- _Activity_
Please return every line in the following data that includes the string "below".

*** Opening of Exercise data ***

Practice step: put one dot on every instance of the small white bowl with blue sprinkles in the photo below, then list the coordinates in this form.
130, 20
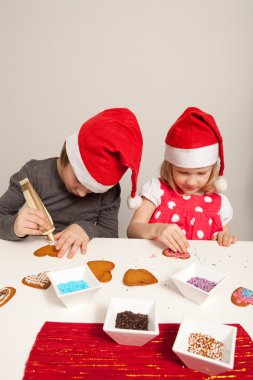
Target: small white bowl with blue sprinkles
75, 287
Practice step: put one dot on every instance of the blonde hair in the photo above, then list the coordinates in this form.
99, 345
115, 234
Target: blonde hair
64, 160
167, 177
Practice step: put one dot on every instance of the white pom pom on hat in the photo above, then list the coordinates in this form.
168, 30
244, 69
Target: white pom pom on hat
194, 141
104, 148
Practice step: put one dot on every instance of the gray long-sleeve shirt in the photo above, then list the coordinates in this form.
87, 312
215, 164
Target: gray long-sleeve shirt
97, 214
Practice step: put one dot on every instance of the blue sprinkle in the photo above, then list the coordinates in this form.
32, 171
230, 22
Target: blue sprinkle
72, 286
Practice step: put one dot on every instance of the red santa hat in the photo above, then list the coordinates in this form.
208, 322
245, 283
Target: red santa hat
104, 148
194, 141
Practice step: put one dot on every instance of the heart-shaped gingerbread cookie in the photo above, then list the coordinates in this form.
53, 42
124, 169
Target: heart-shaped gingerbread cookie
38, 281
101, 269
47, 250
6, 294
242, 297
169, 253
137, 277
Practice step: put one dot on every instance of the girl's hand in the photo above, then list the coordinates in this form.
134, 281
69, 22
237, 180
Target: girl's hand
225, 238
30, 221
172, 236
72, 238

*** Close of Exercise data ***
*** Opening of Exercise data ***

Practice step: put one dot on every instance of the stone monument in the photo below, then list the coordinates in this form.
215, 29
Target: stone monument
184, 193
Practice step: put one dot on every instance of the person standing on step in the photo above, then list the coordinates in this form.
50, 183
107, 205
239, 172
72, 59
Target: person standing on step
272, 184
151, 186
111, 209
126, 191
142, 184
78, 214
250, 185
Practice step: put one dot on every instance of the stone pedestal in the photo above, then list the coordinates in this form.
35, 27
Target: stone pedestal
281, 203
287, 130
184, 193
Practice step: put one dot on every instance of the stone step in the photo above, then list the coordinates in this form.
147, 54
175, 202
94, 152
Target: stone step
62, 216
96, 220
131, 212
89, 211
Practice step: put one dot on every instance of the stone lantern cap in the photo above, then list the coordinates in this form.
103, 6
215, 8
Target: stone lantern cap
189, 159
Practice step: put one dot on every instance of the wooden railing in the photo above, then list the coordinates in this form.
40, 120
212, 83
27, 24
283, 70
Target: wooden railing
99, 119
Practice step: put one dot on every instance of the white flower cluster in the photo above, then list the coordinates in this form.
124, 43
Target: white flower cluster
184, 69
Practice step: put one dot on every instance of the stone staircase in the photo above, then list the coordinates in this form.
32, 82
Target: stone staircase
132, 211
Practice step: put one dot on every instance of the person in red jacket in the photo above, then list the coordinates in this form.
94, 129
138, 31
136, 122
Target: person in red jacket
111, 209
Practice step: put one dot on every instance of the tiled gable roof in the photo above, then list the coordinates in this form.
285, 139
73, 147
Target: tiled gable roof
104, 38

*** Close of Exercise data ***
*** Opening of Exercise data ***

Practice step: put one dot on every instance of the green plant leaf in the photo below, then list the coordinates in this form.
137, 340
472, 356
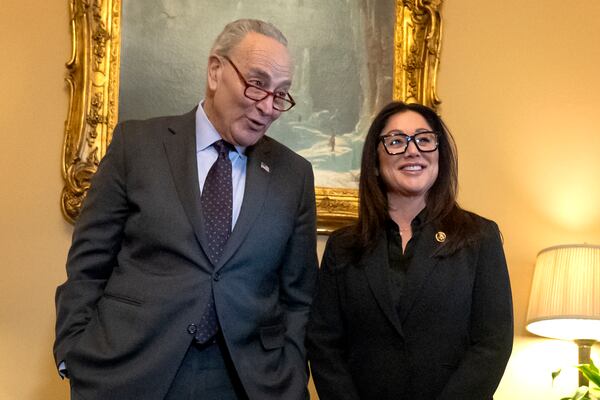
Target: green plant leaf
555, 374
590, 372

*** Close of Exercise data ***

- _Exercise answer_
Practice step: put one dot on every instance of the small white bowl with blue sprinkles in the photo below, then list the coordinates in this form.
Practice step: put one dot on every instance of the stone monument in the photo below, then list the coordinates in this form.
Practice step: put one dot on every instance of the green plant leaf in the photo below, then list the coordinates in this form.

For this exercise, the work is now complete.